**DIRECTIONS**
• A. Shorten the paragraph of the epothilone text beginning "At the present time" and keep its main facts.
• B. Please pull out everything in the epothilone text from "At the present" down to "the C12-13 position.", word for word.

At the present time, dEpoB, deH-dEpoB, and Fludelone have been selected to be the lead compounds for clinical developments. They are not among the most potent epothilones and none of them have an epoxide moiety at the C12-13 position.

Physicochemical, metabolic, and pharmacologic properties and therapeutic results of epothilone derivatives. Interrelating the property profiles of a series of selected nine epothilones facilitates the understanding of factors that contribute to the therapeutic end results (Table 2). The microtubule stabilization potency of these nine compounds are quite similar to Taxol, except F3-dEpoB, which is considerably weaker than Taxol (Fig. 1B). It is notable that our lead compounds, Fludelone, deH-dEpoB, and dEpoB all have high lipophilicity as indicated by the octanol-water partition. Water solubility and lipophilicity play varied roles in mitigating the observed therapeutic effect and are important for the design of formulation.

**COLLECTED MATERIAL**
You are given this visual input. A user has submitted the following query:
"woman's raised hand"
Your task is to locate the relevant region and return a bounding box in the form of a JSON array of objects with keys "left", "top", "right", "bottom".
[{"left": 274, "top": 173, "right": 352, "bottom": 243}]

**SOLUTIONS TO THE EXERCISE**
• A. dEpoB, deH-dEpoB, and Fludelone are the current lead compounds for clinical development, though they are not the most potent epothilones and none has an epoxide moiety at C12-13.

• B.
At the present time, dEpoB, deH-dEpoB, and Fludelone have been selected to be the lead compounds for clinical developments. They are not among the most potent epothilones and none of them have an epoxide moiety at the C12-13 position.